## Problem to solve
Report every line of the material below that contains the string "shadow". Case counts, so match it with the same capitalization.

Excerpt from a dataset:
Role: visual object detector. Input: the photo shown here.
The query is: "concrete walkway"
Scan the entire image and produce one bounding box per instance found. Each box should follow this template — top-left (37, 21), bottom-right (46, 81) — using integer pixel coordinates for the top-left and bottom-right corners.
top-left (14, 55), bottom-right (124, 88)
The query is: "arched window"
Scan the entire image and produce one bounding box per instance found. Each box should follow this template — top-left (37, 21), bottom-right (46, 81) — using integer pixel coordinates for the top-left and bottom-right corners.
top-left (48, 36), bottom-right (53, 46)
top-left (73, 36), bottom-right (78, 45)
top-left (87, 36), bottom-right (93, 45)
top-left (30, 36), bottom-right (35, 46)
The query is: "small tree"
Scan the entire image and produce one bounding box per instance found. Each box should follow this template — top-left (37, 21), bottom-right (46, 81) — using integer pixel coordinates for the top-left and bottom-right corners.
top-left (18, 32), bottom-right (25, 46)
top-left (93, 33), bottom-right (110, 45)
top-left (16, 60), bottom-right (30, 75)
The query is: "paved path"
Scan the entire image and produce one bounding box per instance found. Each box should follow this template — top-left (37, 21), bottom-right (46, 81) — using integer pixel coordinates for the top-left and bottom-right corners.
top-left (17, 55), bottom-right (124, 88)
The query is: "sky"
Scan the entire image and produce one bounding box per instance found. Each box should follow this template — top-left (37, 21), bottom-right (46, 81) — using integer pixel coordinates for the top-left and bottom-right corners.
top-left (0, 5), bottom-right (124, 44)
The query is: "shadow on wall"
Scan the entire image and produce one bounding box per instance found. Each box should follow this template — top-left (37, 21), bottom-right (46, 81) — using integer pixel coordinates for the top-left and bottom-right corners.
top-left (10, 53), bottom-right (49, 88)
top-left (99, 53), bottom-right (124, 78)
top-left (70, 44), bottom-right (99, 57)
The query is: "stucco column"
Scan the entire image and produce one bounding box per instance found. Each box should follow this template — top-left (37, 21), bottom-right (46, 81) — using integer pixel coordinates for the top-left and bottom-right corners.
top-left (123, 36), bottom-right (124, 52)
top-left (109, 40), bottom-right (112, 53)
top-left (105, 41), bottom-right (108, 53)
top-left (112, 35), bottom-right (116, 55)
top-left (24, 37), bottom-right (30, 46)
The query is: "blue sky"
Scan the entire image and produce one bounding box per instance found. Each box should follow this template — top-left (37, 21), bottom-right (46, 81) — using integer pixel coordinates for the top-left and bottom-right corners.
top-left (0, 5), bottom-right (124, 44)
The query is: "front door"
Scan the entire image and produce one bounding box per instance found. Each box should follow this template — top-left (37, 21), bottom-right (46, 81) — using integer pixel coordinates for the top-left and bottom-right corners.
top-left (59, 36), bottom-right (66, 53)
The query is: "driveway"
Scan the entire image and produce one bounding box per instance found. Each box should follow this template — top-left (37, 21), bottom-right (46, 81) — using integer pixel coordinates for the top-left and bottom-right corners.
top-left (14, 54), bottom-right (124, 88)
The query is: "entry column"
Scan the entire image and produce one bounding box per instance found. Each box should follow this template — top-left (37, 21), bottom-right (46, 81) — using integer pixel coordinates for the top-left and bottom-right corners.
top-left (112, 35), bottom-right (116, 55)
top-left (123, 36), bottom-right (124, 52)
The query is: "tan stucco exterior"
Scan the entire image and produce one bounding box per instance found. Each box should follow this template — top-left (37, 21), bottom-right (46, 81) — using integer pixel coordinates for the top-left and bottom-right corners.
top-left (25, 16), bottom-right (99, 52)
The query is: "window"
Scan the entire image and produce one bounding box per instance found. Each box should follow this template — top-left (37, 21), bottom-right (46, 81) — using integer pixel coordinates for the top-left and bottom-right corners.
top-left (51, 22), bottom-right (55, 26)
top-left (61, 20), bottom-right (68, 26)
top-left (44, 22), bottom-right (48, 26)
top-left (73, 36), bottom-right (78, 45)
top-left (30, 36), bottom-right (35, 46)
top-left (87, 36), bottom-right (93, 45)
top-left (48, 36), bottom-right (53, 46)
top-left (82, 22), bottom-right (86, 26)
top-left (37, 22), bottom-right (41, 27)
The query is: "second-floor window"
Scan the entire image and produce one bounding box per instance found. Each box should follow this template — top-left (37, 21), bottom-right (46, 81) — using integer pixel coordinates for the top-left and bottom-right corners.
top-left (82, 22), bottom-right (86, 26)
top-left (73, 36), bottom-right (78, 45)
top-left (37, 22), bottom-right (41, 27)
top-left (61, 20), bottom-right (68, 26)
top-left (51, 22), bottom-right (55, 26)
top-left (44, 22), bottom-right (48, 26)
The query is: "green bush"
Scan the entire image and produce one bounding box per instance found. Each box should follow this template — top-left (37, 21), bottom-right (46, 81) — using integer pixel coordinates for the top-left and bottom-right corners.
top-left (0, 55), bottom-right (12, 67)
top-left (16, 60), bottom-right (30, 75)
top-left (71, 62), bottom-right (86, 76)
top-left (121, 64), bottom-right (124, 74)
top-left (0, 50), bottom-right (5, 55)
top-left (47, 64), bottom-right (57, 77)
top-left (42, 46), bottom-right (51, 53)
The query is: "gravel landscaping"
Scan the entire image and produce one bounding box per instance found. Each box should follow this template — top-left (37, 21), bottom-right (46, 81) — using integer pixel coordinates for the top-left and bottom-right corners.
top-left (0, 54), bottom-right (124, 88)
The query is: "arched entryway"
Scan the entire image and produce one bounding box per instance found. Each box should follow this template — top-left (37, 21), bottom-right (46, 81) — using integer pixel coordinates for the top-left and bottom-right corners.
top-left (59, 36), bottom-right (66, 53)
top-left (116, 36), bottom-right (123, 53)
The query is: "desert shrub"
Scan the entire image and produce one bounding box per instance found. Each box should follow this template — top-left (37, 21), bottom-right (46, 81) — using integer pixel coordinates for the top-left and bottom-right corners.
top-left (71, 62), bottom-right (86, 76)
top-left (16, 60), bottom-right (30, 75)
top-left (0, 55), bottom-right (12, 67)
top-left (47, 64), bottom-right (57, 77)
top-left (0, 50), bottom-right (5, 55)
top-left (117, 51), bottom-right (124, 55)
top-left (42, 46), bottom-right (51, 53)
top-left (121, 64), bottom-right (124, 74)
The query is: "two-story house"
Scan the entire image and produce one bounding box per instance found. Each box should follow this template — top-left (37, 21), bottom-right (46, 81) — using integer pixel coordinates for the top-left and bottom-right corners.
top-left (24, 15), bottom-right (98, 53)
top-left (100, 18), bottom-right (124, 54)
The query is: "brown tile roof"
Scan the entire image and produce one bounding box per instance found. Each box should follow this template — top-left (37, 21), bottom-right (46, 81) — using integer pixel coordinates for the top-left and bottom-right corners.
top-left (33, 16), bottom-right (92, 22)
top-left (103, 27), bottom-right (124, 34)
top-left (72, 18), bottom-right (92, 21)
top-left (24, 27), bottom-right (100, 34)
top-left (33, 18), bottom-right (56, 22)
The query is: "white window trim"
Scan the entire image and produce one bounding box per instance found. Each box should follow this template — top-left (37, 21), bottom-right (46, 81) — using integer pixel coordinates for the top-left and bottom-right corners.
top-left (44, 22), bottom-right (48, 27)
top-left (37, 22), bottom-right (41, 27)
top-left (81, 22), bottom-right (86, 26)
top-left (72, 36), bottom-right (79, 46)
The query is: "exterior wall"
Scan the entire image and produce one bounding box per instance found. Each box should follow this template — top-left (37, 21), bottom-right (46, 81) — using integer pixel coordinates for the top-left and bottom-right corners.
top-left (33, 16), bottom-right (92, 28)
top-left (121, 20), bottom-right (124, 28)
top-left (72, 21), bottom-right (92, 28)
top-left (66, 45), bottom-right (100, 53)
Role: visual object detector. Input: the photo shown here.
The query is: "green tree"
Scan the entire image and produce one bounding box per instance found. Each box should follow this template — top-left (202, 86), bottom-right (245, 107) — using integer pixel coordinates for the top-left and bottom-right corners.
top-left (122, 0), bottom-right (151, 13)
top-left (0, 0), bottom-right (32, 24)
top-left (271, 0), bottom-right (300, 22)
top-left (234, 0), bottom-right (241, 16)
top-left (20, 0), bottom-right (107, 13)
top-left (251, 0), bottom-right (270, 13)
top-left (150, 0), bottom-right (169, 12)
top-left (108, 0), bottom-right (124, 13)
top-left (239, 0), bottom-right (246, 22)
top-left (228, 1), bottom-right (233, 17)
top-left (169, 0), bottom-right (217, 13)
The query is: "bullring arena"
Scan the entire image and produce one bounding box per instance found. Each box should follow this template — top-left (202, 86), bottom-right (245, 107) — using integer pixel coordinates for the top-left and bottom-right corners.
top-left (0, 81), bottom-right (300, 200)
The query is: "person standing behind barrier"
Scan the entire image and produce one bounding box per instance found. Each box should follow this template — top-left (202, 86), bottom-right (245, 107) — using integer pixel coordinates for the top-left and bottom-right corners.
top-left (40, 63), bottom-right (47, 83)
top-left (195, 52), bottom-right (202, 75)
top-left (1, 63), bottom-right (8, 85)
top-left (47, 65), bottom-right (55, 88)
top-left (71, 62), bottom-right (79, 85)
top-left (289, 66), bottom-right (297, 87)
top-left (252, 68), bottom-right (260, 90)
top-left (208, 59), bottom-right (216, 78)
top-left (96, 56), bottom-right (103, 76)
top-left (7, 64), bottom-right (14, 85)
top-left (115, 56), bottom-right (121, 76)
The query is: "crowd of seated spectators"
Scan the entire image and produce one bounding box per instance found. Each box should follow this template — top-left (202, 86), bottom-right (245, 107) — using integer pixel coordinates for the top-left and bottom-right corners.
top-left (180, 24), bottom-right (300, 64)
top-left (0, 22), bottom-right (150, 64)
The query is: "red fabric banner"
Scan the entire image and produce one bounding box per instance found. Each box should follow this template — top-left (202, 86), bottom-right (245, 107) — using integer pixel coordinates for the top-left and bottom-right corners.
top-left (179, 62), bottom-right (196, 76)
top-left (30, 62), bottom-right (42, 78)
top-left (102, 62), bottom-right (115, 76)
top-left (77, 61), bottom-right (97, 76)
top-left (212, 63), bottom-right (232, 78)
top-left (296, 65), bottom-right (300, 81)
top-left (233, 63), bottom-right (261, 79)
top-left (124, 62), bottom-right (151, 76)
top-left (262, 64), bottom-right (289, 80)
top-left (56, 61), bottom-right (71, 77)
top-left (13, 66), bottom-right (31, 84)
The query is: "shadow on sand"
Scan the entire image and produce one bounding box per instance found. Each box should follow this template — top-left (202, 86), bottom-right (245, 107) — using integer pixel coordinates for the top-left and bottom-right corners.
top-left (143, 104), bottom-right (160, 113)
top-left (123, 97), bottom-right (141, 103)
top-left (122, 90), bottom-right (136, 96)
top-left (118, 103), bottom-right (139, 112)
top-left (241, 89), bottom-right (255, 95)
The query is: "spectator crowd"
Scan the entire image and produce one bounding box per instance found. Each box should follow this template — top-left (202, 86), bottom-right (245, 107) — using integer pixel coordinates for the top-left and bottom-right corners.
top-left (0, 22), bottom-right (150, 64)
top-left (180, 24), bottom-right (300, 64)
--
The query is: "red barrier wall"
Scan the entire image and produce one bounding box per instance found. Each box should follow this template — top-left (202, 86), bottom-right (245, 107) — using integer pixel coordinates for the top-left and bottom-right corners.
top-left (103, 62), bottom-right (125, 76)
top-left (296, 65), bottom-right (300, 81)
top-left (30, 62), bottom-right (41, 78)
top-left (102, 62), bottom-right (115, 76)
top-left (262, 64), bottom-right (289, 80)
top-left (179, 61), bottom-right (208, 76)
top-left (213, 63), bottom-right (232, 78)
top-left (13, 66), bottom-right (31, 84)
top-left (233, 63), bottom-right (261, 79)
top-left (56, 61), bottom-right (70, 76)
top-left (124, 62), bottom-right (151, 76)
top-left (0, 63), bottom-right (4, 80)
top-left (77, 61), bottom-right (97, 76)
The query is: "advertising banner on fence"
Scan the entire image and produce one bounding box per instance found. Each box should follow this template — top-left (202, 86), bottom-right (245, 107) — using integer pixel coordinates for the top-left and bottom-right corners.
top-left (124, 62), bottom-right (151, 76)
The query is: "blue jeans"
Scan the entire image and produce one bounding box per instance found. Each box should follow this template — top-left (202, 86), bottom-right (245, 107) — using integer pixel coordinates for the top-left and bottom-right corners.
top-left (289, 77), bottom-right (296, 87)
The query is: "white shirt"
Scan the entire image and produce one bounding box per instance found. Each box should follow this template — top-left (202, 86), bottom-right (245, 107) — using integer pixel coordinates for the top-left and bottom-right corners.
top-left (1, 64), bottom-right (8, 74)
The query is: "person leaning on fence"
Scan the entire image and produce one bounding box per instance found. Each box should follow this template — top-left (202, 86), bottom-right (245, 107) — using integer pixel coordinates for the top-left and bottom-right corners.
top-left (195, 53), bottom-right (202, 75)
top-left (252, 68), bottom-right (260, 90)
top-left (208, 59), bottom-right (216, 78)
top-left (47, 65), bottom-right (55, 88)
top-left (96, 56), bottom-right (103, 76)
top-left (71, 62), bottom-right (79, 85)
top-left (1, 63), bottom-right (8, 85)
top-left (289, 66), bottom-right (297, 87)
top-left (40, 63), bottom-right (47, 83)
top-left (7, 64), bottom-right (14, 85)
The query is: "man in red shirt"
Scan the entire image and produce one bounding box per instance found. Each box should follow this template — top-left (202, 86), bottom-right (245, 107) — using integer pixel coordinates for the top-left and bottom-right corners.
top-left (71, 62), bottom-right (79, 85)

## Task solution
The query is: "shadow on wall"
The query is: "shadow on sand"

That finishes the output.